== Excerpt to read ==

Single by Meek Mill featuring Lil Durk

from the EP Quarantine Pack
- Released: November 20, 2020
- Length: 3:16
- Label: Maybach; Atlantic;
- Songwriters: Robert Williams; Durk Banks; Larry Griffin Jr.; Stuart Lowery; Raphael Saadiq; D'wayne Wiggins; Clemon Riley; Carl Wheeler;
- Producers: S1; Epikh Pro;

Meek Mill singles chronology
| "Otherside of America" (2020) | "Pain Away" (2020) | "Conga" (2021) |

Lil Durk singles chronology
| "Hasta Luego (Remix)" (2020) | "Pain Away" (2020) | "Help You Out" (2020) |

Music video
- "Pain Away" on YouTube

= Pain Away =

2020 single by Meek Mill featuring Lil Durk

"Pain Away" is a song by American rapper Meek Mill, released on November 20, 2020 from his EP Quarantine Pack. Featuring American rapper Lil Durk, it was produced by S1 and Epikh Pro.

==Background==
Meek Mill teased the song and its video on Instagram in September 2020. The track originally featured American rappers A Boogie wit da Hoodie and Roddy Ricch. In October 2020, Canadian rapper Drake urged Meek Mill on Instagram to release the song.

===
== Task inputs ==

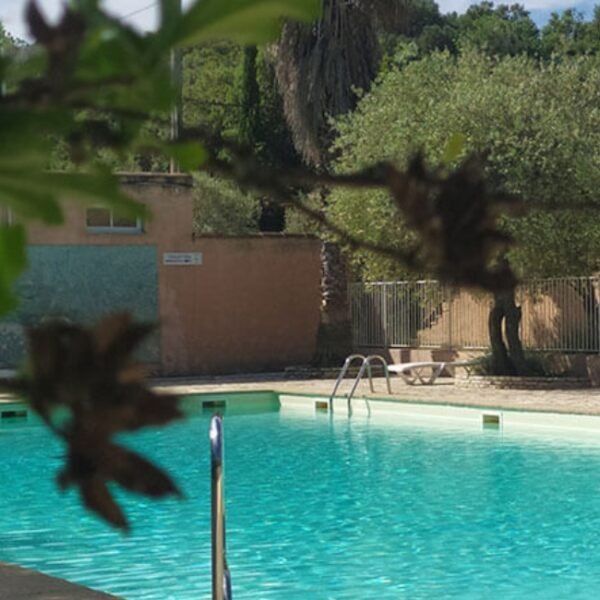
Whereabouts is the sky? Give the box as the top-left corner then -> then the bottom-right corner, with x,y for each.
0,0 -> 600,39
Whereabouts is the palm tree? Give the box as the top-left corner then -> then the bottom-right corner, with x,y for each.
277,0 -> 410,362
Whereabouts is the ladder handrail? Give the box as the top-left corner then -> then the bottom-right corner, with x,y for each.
329,354 -> 392,415
367,354 -> 392,395
329,354 -> 367,412
209,415 -> 231,600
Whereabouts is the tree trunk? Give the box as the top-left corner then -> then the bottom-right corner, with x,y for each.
488,290 -> 529,376
316,242 -> 352,366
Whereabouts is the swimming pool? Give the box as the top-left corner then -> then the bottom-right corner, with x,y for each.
0,395 -> 600,600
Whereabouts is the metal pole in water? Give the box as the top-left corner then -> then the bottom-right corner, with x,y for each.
209,415 -> 231,600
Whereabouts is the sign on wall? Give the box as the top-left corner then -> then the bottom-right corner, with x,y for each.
163,252 -> 202,266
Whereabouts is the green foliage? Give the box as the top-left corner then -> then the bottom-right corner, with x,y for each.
239,46 -> 261,147
457,2 -> 539,56
183,42 -> 242,138
194,173 -> 260,235
329,52 -> 600,278
541,6 -> 600,59
0,0 -> 320,312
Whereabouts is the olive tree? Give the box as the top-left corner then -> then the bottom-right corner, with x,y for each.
329,52 -> 600,374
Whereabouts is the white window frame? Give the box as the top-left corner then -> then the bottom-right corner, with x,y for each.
85,206 -> 144,235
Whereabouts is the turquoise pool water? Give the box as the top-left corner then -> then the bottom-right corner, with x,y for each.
0,394 -> 600,600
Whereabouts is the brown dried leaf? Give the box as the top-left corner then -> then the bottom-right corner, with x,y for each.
101,444 -> 182,498
20,314 -> 183,528
79,477 -> 129,531
388,156 -> 520,291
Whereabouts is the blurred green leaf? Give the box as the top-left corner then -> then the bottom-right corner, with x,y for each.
441,133 -> 467,165
164,142 -> 208,171
176,0 -> 321,44
0,225 -> 27,314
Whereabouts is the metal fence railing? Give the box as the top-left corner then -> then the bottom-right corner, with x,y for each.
350,277 -> 600,353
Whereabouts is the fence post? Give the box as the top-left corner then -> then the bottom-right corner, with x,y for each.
442,285 -> 453,350
381,283 -> 388,348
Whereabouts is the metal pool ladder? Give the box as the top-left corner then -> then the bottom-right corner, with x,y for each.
329,354 -> 392,415
209,415 -> 231,600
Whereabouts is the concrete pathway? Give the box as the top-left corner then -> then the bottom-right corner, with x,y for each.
155,374 -> 600,415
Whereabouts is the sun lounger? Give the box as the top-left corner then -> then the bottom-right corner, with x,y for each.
388,360 -> 479,385
388,362 -> 447,385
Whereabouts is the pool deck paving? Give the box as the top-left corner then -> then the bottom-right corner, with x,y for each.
0,562 -> 118,600
0,373 -> 600,600
155,374 -> 600,415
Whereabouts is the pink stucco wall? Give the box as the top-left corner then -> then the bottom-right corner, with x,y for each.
29,175 -> 320,374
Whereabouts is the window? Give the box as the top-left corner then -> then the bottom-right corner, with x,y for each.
85,207 -> 142,233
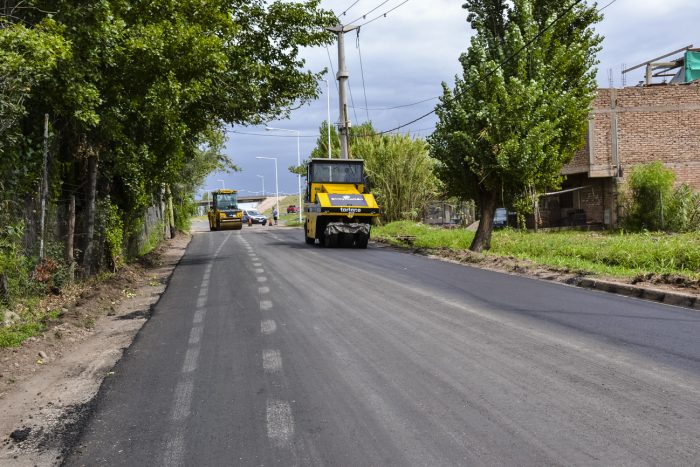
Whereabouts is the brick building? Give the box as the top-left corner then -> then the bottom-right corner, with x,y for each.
540,81 -> 700,227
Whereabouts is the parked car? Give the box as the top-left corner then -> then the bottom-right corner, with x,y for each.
243,209 -> 267,225
493,208 -> 508,229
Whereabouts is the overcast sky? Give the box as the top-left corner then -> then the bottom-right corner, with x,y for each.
203,0 -> 700,195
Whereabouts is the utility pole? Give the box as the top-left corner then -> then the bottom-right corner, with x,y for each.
39,114 -> 49,259
327,24 -> 359,159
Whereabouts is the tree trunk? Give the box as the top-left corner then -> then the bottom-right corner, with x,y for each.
66,195 -> 75,264
469,190 -> 498,253
83,155 -> 97,277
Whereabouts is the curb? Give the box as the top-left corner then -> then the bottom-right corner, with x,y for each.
574,278 -> 700,310
374,239 -> 700,310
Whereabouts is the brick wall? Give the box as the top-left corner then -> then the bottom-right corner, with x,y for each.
562,84 -> 700,190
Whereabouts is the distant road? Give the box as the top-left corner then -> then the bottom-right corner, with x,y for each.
67,226 -> 700,466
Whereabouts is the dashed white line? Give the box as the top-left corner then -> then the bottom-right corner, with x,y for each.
182,346 -> 199,373
267,400 -> 294,448
173,381 -> 192,421
263,349 -> 282,373
192,308 -> 207,324
187,326 -> 204,345
260,319 -> 277,335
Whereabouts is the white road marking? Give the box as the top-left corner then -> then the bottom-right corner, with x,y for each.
263,349 -> 282,373
182,347 -> 199,373
267,400 -> 294,448
260,319 -> 277,336
187,326 -> 204,345
161,428 -> 185,467
192,308 -> 207,324
173,381 -> 192,421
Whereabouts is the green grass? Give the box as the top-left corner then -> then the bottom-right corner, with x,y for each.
0,310 -> 60,348
373,221 -> 700,280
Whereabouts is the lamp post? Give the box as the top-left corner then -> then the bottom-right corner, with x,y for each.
256,175 -> 265,196
265,126 -> 301,223
324,79 -> 331,159
256,156 -> 280,223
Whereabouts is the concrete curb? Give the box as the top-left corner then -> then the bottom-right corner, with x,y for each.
574,278 -> 700,310
373,239 -> 700,310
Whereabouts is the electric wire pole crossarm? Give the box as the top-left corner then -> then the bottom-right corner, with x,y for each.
327,24 -> 359,159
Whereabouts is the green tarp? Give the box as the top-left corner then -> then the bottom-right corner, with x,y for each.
685,51 -> 700,83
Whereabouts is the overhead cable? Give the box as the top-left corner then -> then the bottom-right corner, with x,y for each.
378,0 -> 617,135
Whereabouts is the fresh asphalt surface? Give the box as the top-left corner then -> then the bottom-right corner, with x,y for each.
66,226 -> 700,466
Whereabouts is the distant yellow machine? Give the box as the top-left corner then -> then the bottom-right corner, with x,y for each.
304,159 -> 380,248
208,190 -> 243,230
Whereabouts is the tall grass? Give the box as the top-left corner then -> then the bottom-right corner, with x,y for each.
374,221 -> 700,279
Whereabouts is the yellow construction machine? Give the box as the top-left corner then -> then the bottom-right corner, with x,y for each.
304,159 -> 379,248
208,189 -> 243,230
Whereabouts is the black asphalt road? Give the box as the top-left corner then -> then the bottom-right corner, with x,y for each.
66,226 -> 700,466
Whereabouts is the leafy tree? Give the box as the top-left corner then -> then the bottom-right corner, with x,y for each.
0,0 -> 337,270
429,0 -> 601,251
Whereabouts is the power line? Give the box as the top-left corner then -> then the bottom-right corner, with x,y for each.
350,96 -> 440,111
348,0 -> 389,24
226,130 -> 318,138
378,0 -> 617,135
360,0 -> 408,26
338,0 -> 360,16
348,78 -> 360,123
352,28 -> 371,122
326,46 -> 338,92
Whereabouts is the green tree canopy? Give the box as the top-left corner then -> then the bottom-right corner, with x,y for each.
429,0 -> 601,251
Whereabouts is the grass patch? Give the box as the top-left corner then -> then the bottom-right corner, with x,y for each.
373,221 -> 700,280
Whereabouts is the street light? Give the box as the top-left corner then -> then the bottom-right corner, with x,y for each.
256,175 -> 265,196
265,126 -> 301,224
256,156 -> 280,223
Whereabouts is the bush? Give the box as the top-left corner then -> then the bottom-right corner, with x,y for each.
623,161 -> 676,231
667,183 -> 700,232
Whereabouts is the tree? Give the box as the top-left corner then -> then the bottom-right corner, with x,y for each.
429,0 -> 602,251
352,134 -> 440,222
0,0 -> 337,270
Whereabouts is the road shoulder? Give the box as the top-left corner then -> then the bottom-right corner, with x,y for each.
0,235 -> 191,466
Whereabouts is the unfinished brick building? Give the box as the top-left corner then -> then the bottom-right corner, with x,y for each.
540,81 -> 700,227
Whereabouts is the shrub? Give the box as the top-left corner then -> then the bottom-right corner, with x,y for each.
623,161 -> 676,231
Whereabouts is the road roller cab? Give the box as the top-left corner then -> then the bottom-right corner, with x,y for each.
208,189 -> 243,230
304,159 -> 379,248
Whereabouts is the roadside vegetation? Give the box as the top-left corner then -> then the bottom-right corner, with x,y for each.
373,221 -> 700,280
0,0 -> 337,345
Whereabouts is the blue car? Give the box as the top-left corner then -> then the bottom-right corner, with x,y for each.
243,209 -> 267,225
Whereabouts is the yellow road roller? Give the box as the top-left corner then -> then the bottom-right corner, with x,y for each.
208,189 -> 243,230
304,159 -> 379,248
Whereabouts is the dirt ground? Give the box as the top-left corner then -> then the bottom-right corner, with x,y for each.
0,234 -> 191,466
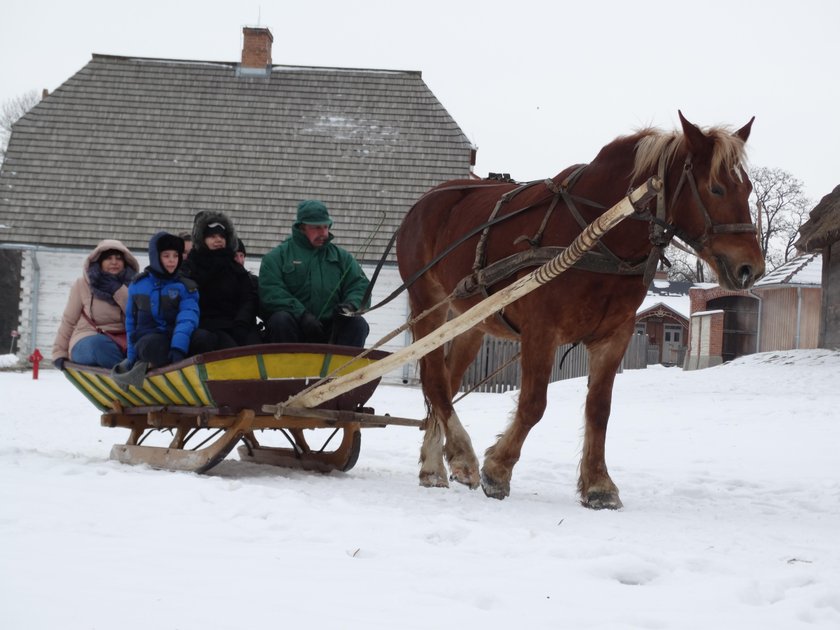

===

Exercise task A: According to the text about "Pain Away," which two rappers did the track originally feature?
Exercise task B: Rewrite everything in the rows from the one containing "Whereabouts is the green tree" down to the last row, changing "road roller" to "steamroller" and keeping all else the same. Leave the pictures out.

Correct output A: A Boogie wit da Hoodie and Roddy Ricch

Correct output B:
Whereabouts is the green tree canopy? Give the box as the top-left corner then -> then the bottom-right corner, with x,y for each.
429,0 -> 601,251
Whereabouts is the grass patch? Give the box as the top-left corner then -> then the bottom-right corner, with x,y for each.
373,221 -> 700,280
Whereabouts is the street light? Give the box as the top-left corner then -> then the bottom-right corner, with x,y for each.
256,175 -> 265,196
265,126 -> 301,224
256,156 -> 280,223
Whereabouts is the bush? Give the box as the top-left corner then -> then the bottom-right corner, with x,y for each.
623,161 -> 676,231
667,183 -> 700,232
Whereabouts is the tree? Give the box as the top-left corner then -> then the bottom-right corner, with x,y for each.
429,0 -> 602,251
352,134 -> 440,222
0,0 -> 337,270
Whereabouts is the road shoulder? Give the box as the top-left corner then -> then the bottom-right corner, with x,y for each.
0,235 -> 191,466
Whereabouts is the unfinished brick building? Give the box as the top-left corner then -> then the bottom-right corner, with x,y for each.
540,81 -> 700,227
Whereabouts is the shrub? Give the box as the top-left corner then -> then the bottom-right corner, with x,y for each.
623,161 -> 676,231
Whereabouts is the steamroller cab? Give the box as the top-left corner then -> then the bottom-right corner, with x,y for each.
208,189 -> 243,230
304,159 -> 379,248
Whereabouts is the roadside vegetation? Give the box as the top-left corner then -> then the bottom-right corner, with x,y for each.
373,221 -> 700,280
0,0 -> 337,345
Whereabouts is the blue car? Give the box as the top-left corner then -> then the bottom-right corner, with x,y for each.
243,209 -> 267,225
Whereabouts is the yellow steamroller? Give the box as the top-left corner then -> then the bottom-right corner, with x,y for each.
208,189 -> 243,230
304,159 -> 379,248
Whereabouts is the dirt ground? Give the box as the top-left corner then -> then the bottom-right corner, with x,y for each.
0,234 -> 191,466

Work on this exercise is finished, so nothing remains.